### QUESTIONS ON THE MATERIAL
1 > According to the interview excerpts, how many miscarriages has Gina had?
2 > Reproduce word for word the portion of the interview excerpts that begins with the words "She can see" and ends after the words "issue with her.".

*** SOURCE PASSAGE Section Begins ***

She can see two people talking and she’ll think they’re, they’re talking about her, where me it doesn’t bother me, is the biggest issue. She, self-esteem is a big issue with her.
Her husband explains her self esteem issues; “She feels incompetent or that people are going to think less of her because in her words, they’re going to think I’m stupid, is what she tells me; they’re going to think I’m stupid, and I’m like no they’re not, but that really weighs on her, you know?”
Gina explains that since her accident she has lower self esteem; “Absolutely, yeah. I don’t, I don’t think I’m good enough for a lot of things. I don’t volunteer for, I used to be involved in the schools, the Boy Scouts, this Elizabeth ministry which is with women that have had kids with, that are gravely ill, kids that have lost children or kids or women that have had miscarriages because I’ve had three miscarriages. I completely quit that because I can’t take on anyone’s problems. I don’t feel like I’m saying the right thing. I don’t feel like I’m helping anymore and I don’t volunteer for anything, just nothing.”
Let’s talk about the highs and lows emotionally over the last eight years. What’s the lowest that you’ve been emotionally?: “Well I’ve never thought I’m not going to be here, as far as I would take my own life, but I have wondered why in the heck am I even here, because so many things go wrong against me all at the same time, and you’re like why is it that I survived only to experience all this bad stuff all the time? So that’s the low point.” Has that low point been there periodically or was it just in the first six months?: “No I, it’s periodically. I mean, but the thing about now, nowadays periodically might be from the low point of, you know, being taken advantage of as opposed to your own difficulties internally. After having experienced all the internal difficulties of dealing with your own disability and body and everything and mind, you realize that you might have to always deal with that.”
Do you feel the same emotional connection to her that you did? You described a cognitive level, how much you appreciate her, but do you think you feel the same emotional attachment to her, like you did before? Has it changed?: “I think it’s enhanced. Waking up in the hospital and seeing her seeing her there and saying to myself oh good, and then passing back out. It’s having somebody like that is, what would I do without her? I mean I’ve gone through some painful headaches that were very suicidal. And we do have guns, we do have a license, and I was looking at her sleeping and looking at the gun next to her, and I had to ask her to hide the guns. I was in so much pain and, and it just, you know.”

*** SOURCE PASSAGE Section Ends ***
*** RECORD EXTRACTS Section Begins ***

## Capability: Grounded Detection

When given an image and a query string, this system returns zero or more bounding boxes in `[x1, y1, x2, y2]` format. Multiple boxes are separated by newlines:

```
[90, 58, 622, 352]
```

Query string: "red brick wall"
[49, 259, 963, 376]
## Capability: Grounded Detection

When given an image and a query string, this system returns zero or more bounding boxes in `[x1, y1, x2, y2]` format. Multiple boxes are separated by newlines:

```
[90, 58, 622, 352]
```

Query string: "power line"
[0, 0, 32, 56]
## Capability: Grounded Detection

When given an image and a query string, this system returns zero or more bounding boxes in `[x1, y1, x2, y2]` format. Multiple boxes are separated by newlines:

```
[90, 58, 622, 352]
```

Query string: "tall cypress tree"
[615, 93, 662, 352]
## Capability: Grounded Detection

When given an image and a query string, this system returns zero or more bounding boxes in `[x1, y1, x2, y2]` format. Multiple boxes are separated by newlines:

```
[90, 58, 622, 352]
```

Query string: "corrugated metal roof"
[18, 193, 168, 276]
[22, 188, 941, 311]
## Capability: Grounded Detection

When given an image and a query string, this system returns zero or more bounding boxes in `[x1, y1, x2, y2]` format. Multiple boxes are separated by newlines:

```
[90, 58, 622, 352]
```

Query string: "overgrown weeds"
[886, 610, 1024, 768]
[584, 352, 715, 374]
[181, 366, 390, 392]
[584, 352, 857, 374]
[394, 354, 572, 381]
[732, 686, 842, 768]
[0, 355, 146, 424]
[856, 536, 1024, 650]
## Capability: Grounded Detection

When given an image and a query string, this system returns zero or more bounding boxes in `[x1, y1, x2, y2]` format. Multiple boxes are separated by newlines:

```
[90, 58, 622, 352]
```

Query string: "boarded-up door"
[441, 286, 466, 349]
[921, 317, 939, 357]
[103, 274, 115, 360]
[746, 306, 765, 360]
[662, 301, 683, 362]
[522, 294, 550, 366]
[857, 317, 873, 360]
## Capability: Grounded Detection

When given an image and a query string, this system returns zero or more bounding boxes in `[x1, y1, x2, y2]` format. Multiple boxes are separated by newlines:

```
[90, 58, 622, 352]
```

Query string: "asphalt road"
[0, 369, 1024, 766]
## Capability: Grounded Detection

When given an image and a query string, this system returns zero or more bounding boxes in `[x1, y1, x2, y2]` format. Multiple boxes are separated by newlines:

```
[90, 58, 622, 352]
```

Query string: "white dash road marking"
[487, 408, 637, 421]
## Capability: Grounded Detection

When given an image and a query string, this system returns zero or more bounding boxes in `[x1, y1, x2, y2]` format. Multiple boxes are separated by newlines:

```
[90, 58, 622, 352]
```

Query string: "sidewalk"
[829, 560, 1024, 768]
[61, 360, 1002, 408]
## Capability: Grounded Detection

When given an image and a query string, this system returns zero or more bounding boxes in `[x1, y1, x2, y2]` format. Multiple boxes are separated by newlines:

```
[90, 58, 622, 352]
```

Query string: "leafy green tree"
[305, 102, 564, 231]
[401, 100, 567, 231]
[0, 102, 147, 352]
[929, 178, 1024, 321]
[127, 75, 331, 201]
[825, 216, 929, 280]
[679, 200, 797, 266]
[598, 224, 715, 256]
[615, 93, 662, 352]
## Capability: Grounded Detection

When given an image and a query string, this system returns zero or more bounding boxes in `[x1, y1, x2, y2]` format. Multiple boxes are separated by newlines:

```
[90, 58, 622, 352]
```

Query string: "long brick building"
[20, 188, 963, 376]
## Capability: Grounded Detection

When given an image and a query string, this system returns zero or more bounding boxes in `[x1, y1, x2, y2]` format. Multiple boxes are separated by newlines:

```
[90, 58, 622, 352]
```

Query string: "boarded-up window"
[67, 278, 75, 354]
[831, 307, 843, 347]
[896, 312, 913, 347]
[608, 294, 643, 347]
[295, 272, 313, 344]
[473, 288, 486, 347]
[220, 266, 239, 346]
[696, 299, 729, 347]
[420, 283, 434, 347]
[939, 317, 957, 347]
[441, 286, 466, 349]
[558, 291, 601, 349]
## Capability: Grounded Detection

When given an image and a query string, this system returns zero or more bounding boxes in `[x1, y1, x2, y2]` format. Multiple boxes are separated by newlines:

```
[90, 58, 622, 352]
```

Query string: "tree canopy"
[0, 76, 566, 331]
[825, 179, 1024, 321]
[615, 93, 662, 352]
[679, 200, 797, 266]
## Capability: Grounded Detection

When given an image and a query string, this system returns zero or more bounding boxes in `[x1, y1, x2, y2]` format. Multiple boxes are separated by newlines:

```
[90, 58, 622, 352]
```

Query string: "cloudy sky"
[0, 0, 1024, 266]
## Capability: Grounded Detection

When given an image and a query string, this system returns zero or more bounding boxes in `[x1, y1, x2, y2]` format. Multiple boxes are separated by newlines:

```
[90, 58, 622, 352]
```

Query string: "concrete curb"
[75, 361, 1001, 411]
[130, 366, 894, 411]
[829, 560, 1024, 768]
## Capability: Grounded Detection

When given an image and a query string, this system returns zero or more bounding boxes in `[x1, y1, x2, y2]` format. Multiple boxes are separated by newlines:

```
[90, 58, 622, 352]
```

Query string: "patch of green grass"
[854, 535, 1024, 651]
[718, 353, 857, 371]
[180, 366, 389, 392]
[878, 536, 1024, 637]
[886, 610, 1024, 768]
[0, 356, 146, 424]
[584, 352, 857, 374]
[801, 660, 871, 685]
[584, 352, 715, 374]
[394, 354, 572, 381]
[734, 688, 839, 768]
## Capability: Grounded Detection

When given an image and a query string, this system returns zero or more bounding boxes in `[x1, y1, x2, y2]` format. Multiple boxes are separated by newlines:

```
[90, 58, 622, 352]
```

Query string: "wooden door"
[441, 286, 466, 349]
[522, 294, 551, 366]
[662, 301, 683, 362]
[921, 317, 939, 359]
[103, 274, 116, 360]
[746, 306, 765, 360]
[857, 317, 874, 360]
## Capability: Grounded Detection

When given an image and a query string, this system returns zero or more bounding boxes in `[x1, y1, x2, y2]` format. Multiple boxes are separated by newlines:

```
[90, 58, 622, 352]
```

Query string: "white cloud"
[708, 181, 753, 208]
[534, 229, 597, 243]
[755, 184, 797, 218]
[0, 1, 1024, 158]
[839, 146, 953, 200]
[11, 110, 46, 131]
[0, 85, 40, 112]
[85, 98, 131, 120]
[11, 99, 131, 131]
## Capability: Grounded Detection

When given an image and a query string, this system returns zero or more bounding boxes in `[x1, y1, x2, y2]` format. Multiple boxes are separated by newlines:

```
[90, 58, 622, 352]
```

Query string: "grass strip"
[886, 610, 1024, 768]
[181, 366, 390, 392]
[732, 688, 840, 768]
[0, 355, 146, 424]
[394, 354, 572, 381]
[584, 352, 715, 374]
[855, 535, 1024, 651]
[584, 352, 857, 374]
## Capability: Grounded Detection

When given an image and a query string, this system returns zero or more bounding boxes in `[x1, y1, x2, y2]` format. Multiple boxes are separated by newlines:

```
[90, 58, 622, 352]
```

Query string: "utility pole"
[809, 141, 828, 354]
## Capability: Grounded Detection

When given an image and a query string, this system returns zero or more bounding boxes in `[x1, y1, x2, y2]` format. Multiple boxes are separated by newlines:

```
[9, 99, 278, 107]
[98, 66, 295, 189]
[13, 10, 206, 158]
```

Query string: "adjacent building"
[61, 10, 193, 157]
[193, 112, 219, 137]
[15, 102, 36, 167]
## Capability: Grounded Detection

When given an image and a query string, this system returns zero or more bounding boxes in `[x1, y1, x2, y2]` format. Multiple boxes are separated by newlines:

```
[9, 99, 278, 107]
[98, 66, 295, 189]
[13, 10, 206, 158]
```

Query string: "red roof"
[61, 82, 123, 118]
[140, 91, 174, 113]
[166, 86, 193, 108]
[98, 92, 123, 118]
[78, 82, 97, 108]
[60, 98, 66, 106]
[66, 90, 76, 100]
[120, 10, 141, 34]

*** RECORD EXTRACTS Section Ends ***

### RESULTS OF THE TASKS
1 > Gina has had three miscarriages.

2 >
She can see two people talking and she’ll think they’re, they’re talking about her, where me it doesn’t bother me, is the biggest issue. She, self-esteem is a big issue with her.